Rewrite the material from the line containing "Would you be so kind as to point out the basket" to the line containing "(1167, 879)", both ends included, as a JSON list of strings. Use one string per line and leave out any blank lines.

■ ■ ■ ■ ■

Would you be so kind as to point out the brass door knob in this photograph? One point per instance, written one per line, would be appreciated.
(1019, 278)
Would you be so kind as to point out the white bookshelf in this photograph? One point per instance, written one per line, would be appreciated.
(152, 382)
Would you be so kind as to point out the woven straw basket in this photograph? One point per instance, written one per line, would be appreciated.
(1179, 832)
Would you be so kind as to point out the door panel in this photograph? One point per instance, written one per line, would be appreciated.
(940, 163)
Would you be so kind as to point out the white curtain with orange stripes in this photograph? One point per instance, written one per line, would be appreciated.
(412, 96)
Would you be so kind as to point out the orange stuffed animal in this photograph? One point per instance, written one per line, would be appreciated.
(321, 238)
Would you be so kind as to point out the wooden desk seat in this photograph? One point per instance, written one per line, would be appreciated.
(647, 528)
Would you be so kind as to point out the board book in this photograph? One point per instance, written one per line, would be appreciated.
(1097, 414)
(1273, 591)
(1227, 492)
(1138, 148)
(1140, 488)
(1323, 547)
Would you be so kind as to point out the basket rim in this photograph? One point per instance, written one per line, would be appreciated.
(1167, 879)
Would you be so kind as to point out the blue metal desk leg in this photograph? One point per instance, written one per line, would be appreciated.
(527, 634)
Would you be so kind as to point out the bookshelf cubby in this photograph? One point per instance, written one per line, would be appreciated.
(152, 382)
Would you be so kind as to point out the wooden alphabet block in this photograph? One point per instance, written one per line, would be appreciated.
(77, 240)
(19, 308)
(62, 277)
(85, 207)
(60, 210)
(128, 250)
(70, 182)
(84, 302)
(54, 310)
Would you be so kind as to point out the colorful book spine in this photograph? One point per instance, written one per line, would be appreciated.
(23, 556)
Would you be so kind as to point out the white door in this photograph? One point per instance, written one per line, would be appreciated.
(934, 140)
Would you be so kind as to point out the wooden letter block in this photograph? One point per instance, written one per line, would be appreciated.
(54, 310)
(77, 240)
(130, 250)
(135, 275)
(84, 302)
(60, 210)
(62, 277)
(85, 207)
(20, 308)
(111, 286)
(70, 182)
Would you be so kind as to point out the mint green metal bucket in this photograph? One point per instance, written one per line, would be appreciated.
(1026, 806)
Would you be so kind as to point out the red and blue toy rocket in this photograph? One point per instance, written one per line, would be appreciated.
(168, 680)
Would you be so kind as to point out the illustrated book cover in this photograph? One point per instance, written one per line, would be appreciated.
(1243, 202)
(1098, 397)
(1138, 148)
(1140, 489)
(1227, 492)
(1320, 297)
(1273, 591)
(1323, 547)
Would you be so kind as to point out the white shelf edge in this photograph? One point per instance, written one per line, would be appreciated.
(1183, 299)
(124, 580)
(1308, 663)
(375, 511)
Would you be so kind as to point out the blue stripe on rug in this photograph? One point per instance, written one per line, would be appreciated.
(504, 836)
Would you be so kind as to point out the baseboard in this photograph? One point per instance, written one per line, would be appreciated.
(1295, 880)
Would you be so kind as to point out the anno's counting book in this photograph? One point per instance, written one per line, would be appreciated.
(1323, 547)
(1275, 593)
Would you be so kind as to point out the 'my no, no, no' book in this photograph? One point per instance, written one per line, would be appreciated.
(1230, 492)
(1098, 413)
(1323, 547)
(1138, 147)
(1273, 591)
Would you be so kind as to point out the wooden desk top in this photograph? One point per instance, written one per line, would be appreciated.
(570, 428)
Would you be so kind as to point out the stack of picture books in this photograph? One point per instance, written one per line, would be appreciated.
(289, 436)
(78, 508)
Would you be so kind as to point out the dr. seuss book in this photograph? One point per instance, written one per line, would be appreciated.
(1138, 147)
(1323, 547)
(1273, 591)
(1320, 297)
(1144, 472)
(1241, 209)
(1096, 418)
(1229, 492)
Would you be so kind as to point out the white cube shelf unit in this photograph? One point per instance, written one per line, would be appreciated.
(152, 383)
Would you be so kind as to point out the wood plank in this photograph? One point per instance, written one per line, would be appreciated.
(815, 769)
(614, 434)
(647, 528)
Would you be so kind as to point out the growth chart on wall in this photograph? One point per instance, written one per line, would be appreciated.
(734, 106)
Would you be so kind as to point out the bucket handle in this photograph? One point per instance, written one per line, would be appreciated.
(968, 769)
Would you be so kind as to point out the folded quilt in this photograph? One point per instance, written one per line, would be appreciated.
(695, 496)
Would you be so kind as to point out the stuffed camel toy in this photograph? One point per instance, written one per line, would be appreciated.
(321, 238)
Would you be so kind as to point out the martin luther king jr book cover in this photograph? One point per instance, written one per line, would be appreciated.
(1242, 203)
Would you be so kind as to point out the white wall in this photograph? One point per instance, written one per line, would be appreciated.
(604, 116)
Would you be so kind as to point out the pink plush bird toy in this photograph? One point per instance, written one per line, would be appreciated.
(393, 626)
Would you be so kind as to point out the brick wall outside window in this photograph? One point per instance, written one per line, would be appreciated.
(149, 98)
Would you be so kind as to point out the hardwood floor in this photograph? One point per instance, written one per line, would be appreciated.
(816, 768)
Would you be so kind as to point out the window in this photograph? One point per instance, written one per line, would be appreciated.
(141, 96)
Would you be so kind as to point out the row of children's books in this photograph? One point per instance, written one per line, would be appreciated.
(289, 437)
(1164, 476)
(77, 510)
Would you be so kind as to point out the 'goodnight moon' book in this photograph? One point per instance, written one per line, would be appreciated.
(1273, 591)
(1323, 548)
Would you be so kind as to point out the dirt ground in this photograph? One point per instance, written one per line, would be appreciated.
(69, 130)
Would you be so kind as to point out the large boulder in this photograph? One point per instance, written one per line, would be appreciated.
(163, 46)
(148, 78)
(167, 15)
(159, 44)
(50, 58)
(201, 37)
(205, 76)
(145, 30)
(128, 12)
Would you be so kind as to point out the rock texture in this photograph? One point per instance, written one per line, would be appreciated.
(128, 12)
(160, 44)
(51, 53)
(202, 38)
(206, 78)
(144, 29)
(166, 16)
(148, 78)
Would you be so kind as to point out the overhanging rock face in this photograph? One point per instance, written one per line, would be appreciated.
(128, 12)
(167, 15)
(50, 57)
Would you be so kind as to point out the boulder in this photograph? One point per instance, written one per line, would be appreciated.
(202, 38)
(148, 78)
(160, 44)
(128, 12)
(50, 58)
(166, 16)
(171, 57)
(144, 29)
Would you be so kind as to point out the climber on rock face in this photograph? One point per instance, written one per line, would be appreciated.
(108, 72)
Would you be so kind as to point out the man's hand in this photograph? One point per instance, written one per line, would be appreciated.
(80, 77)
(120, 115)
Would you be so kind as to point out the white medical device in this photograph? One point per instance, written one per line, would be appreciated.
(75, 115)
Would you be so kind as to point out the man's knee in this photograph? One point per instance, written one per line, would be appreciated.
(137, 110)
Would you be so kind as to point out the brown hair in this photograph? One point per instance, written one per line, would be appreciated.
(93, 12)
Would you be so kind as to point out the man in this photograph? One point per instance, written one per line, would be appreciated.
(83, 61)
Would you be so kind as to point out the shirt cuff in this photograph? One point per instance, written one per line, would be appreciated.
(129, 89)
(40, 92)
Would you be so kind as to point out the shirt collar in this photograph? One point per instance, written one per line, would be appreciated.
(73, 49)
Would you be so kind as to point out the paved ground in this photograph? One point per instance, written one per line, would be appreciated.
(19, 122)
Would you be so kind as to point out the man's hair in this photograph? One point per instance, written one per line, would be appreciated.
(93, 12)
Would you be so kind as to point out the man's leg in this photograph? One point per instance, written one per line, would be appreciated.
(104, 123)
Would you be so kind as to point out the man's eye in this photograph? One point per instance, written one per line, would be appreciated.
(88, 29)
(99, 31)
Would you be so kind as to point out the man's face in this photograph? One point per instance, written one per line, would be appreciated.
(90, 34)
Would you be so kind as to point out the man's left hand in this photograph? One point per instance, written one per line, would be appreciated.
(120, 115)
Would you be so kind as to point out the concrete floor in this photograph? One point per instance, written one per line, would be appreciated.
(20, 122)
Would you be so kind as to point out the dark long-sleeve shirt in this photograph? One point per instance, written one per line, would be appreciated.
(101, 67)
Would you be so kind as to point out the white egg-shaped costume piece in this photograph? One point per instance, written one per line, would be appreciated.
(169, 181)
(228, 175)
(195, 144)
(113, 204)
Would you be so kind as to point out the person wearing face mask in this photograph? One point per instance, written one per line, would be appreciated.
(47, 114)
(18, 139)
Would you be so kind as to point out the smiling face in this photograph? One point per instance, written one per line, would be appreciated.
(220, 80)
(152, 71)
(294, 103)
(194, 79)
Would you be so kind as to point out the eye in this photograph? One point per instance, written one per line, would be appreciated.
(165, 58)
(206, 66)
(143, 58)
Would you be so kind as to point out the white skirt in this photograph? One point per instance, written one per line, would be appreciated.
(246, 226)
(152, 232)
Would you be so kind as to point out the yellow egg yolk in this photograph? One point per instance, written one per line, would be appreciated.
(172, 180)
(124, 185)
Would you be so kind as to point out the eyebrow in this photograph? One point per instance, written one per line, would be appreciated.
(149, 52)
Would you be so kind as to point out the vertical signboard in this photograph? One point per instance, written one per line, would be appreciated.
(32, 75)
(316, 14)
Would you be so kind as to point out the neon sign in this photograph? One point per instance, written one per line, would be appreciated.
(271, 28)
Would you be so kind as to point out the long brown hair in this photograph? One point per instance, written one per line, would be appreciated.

■ ■ ■ ■ ■

> Finished exercise
[
  "Would you be so kind as to point out the basket rim in this photograph? One point per instance, written one per line, would be appreciated.",
  "(1167, 879)"
]